>> START
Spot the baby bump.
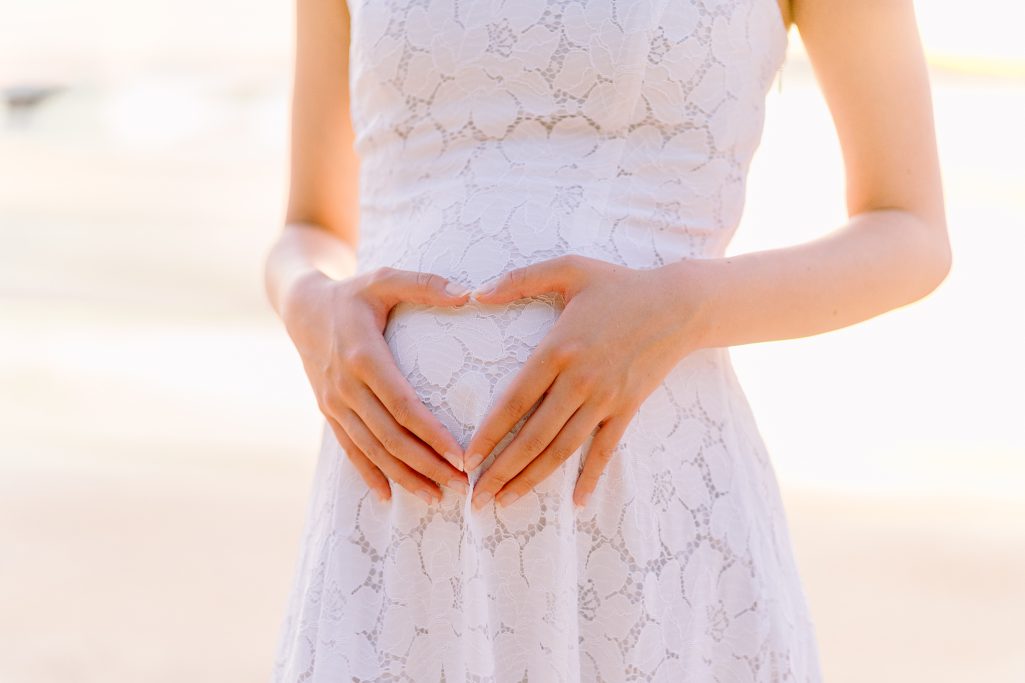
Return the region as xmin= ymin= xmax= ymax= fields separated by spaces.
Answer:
xmin=384 ymin=294 xmax=563 ymax=448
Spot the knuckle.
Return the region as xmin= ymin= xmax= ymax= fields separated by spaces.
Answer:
xmin=388 ymin=396 xmax=413 ymax=426
xmin=378 ymin=431 xmax=404 ymax=457
xmin=502 ymin=396 xmax=530 ymax=421
xmin=341 ymin=345 xmax=372 ymax=372
xmin=523 ymin=434 xmax=548 ymax=455
xmin=548 ymin=342 xmax=581 ymax=365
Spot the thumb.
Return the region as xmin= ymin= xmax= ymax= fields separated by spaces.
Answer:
xmin=472 ymin=254 xmax=582 ymax=304
xmin=374 ymin=268 xmax=469 ymax=306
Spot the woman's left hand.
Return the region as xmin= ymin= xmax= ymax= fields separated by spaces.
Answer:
xmin=464 ymin=254 xmax=708 ymax=510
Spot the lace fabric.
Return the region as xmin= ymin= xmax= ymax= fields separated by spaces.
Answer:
xmin=274 ymin=0 xmax=821 ymax=683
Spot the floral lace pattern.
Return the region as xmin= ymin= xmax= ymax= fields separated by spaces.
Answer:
xmin=274 ymin=0 xmax=821 ymax=683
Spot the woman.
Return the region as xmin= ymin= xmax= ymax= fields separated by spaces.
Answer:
xmin=267 ymin=0 xmax=950 ymax=683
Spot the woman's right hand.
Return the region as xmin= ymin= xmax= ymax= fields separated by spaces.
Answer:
xmin=282 ymin=267 xmax=469 ymax=504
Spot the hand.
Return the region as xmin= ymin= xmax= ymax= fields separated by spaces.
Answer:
xmin=282 ymin=268 xmax=469 ymax=504
xmin=464 ymin=254 xmax=708 ymax=510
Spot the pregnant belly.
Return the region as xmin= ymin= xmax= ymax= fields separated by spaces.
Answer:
xmin=384 ymin=294 xmax=563 ymax=448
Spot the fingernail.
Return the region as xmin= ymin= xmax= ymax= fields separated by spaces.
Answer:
xmin=474 ymin=491 xmax=494 ymax=510
xmin=498 ymin=491 xmax=520 ymax=508
xmin=469 ymin=285 xmax=495 ymax=298
xmin=445 ymin=453 xmax=464 ymax=472
xmin=445 ymin=282 xmax=469 ymax=296
xmin=462 ymin=453 xmax=484 ymax=472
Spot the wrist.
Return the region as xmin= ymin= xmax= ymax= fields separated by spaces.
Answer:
xmin=662 ymin=258 xmax=728 ymax=352
xmin=278 ymin=268 xmax=335 ymax=326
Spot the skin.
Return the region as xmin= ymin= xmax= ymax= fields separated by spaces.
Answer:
xmin=268 ymin=0 xmax=951 ymax=509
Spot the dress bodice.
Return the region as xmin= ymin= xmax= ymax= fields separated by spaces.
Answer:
xmin=347 ymin=0 xmax=787 ymax=285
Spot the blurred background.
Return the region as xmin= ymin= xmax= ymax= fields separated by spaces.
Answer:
xmin=0 ymin=0 xmax=1025 ymax=683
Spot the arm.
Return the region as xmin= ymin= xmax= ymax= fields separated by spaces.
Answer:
xmin=673 ymin=0 xmax=950 ymax=347
xmin=264 ymin=0 xmax=359 ymax=316
xmin=264 ymin=0 xmax=468 ymax=503
xmin=466 ymin=0 xmax=950 ymax=508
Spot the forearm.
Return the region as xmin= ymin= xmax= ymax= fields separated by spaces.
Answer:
xmin=670 ymin=209 xmax=950 ymax=348
xmin=263 ymin=223 xmax=357 ymax=316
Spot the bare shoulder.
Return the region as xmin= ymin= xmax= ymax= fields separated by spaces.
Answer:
xmin=789 ymin=0 xmax=944 ymax=226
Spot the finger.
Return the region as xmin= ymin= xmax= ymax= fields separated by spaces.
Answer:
xmin=495 ymin=403 xmax=602 ymax=508
xmin=351 ymin=385 xmax=468 ymax=488
xmin=472 ymin=254 xmax=585 ymax=304
xmin=338 ymin=409 xmax=442 ymax=505
xmin=573 ymin=413 xmax=632 ymax=508
xmin=473 ymin=374 xmax=583 ymax=510
xmin=462 ymin=340 xmax=559 ymax=472
xmin=368 ymin=266 xmax=470 ymax=308
xmin=325 ymin=415 xmax=392 ymax=503
xmin=358 ymin=337 xmax=462 ymax=472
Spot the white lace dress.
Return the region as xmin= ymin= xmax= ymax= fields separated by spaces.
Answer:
xmin=274 ymin=0 xmax=820 ymax=683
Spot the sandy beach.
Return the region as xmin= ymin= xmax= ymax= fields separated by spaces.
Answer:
xmin=0 ymin=0 xmax=1025 ymax=683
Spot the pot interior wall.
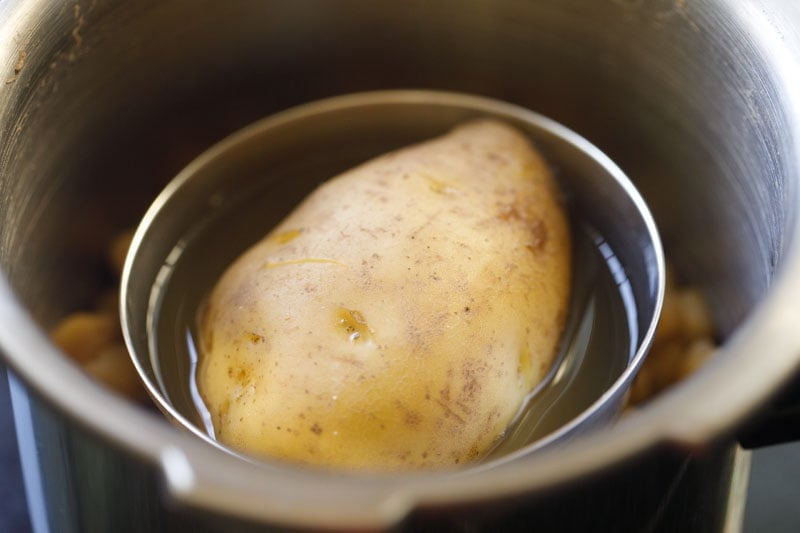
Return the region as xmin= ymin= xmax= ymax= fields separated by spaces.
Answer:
xmin=0 ymin=0 xmax=794 ymax=344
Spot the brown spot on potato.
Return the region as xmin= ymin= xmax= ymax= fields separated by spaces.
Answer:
xmin=526 ymin=220 xmax=549 ymax=254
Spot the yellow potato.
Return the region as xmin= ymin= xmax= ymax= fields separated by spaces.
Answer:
xmin=197 ymin=121 xmax=571 ymax=470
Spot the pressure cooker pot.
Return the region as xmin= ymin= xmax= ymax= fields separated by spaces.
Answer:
xmin=0 ymin=0 xmax=800 ymax=531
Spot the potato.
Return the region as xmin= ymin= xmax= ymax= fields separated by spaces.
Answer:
xmin=197 ymin=121 xmax=571 ymax=471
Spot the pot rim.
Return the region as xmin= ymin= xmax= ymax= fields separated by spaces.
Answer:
xmin=0 ymin=2 xmax=800 ymax=528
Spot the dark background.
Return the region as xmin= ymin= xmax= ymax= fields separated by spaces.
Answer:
xmin=0 ymin=366 xmax=800 ymax=533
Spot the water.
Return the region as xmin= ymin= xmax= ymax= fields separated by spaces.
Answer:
xmin=148 ymin=183 xmax=639 ymax=458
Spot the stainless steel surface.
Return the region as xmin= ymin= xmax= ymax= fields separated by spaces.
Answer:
xmin=0 ymin=0 xmax=800 ymax=531
xmin=120 ymin=90 xmax=665 ymax=462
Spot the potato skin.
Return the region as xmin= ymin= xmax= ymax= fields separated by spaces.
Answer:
xmin=197 ymin=120 xmax=571 ymax=471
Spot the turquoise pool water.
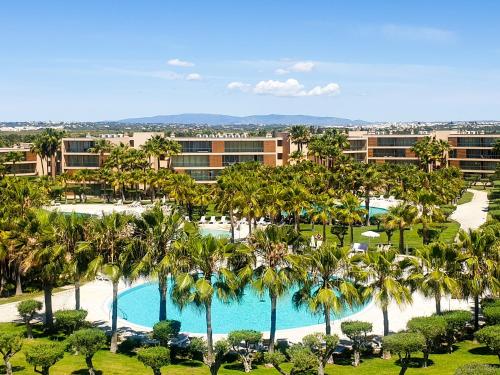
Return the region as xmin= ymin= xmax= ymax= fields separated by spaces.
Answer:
xmin=118 ymin=283 xmax=364 ymax=333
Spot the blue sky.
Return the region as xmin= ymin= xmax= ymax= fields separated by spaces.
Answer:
xmin=0 ymin=0 xmax=500 ymax=121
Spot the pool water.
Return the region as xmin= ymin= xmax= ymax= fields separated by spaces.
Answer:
xmin=118 ymin=282 xmax=364 ymax=333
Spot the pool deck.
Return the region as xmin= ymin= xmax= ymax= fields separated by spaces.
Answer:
xmin=0 ymin=197 xmax=488 ymax=342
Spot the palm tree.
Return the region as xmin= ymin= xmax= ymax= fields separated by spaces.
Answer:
xmin=353 ymin=250 xmax=412 ymax=336
xmin=339 ymin=193 xmax=366 ymax=243
xmin=457 ymin=229 xmax=500 ymax=330
xmin=382 ymin=203 xmax=418 ymax=253
xmin=408 ymin=242 xmax=460 ymax=314
xmin=239 ymin=225 xmax=305 ymax=352
xmin=82 ymin=213 xmax=134 ymax=353
xmin=173 ymin=235 xmax=241 ymax=358
xmin=293 ymin=242 xmax=361 ymax=335
xmin=133 ymin=204 xmax=185 ymax=321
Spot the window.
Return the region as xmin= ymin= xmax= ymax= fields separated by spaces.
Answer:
xmin=224 ymin=141 xmax=264 ymax=152
xmin=172 ymin=155 xmax=210 ymax=168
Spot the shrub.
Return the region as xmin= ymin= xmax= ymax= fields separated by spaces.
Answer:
xmin=25 ymin=343 xmax=64 ymax=375
xmin=153 ymin=320 xmax=181 ymax=347
xmin=54 ymin=310 xmax=87 ymax=335
xmin=0 ymin=333 xmax=23 ymax=375
xmin=340 ymin=320 xmax=373 ymax=367
xmin=475 ymin=325 xmax=500 ymax=359
xmin=483 ymin=304 xmax=500 ymax=325
xmin=137 ymin=346 xmax=170 ymax=375
xmin=382 ymin=332 xmax=425 ymax=375
xmin=406 ymin=315 xmax=447 ymax=367
xmin=17 ymin=299 xmax=43 ymax=339
xmin=68 ymin=328 xmax=106 ymax=375
xmin=455 ymin=363 xmax=498 ymax=375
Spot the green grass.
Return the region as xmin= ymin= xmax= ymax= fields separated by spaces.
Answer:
xmin=0 ymin=323 xmax=498 ymax=375
xmin=301 ymin=221 xmax=460 ymax=250
xmin=457 ymin=191 xmax=474 ymax=204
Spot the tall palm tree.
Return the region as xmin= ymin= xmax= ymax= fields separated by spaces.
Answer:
xmin=133 ymin=204 xmax=186 ymax=321
xmin=82 ymin=213 xmax=135 ymax=353
xmin=382 ymin=203 xmax=418 ymax=253
xmin=173 ymin=235 xmax=241 ymax=358
xmin=239 ymin=225 xmax=305 ymax=352
xmin=457 ymin=229 xmax=500 ymax=330
xmin=408 ymin=242 xmax=460 ymax=314
xmin=353 ymin=250 xmax=412 ymax=336
xmin=293 ymin=242 xmax=361 ymax=335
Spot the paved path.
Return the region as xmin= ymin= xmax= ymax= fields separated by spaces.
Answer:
xmin=450 ymin=190 xmax=488 ymax=231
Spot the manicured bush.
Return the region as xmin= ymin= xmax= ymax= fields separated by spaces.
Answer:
xmin=0 ymin=333 xmax=23 ymax=375
xmin=153 ymin=320 xmax=181 ymax=347
xmin=441 ymin=310 xmax=472 ymax=353
xmin=54 ymin=310 xmax=87 ymax=335
xmin=340 ymin=320 xmax=373 ymax=367
xmin=455 ymin=363 xmax=498 ymax=375
xmin=483 ymin=304 xmax=500 ymax=325
xmin=382 ymin=332 xmax=425 ymax=375
xmin=25 ymin=343 xmax=64 ymax=375
xmin=137 ymin=346 xmax=170 ymax=375
xmin=227 ymin=329 xmax=262 ymax=372
xmin=475 ymin=325 xmax=500 ymax=360
xmin=17 ymin=299 xmax=43 ymax=339
xmin=68 ymin=328 xmax=106 ymax=375
xmin=406 ymin=315 xmax=447 ymax=367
>> END
(TASK STATEMENT):
Rewrite the rows from the line containing "Spot the tall palm tree." through the end of the rows, substituting "Locate" for "Spot" and leaving everything else unchanged.

(THE RESULT):
Locate the tall palm tree.
Return the region as xmin= ymin= xmax= ymax= fields separated by spaces.
Answer:
xmin=133 ymin=204 xmax=186 ymax=321
xmin=82 ymin=213 xmax=135 ymax=353
xmin=382 ymin=203 xmax=418 ymax=253
xmin=173 ymin=235 xmax=241 ymax=358
xmin=239 ymin=225 xmax=305 ymax=352
xmin=457 ymin=229 xmax=500 ymax=330
xmin=408 ymin=242 xmax=460 ymax=314
xmin=353 ymin=250 xmax=412 ymax=336
xmin=293 ymin=242 xmax=361 ymax=335
Locate the paved path.
Return the region as xmin= ymin= xmax= ymax= fields separated by spaces.
Answer:
xmin=450 ymin=190 xmax=488 ymax=231
Locate the manicured bush.
Return the region as xmin= ymin= xmax= ymax= fields separated by spaces.
Answer:
xmin=0 ymin=333 xmax=23 ymax=375
xmin=153 ymin=320 xmax=181 ymax=347
xmin=441 ymin=310 xmax=472 ymax=353
xmin=54 ymin=310 xmax=87 ymax=335
xmin=340 ymin=320 xmax=373 ymax=367
xmin=455 ymin=363 xmax=498 ymax=375
xmin=483 ymin=304 xmax=500 ymax=325
xmin=382 ymin=332 xmax=425 ymax=375
xmin=25 ymin=343 xmax=64 ymax=375
xmin=137 ymin=346 xmax=170 ymax=375
xmin=227 ymin=329 xmax=262 ymax=372
xmin=475 ymin=325 xmax=500 ymax=360
xmin=17 ymin=299 xmax=43 ymax=339
xmin=68 ymin=328 xmax=106 ymax=375
xmin=406 ymin=315 xmax=447 ymax=367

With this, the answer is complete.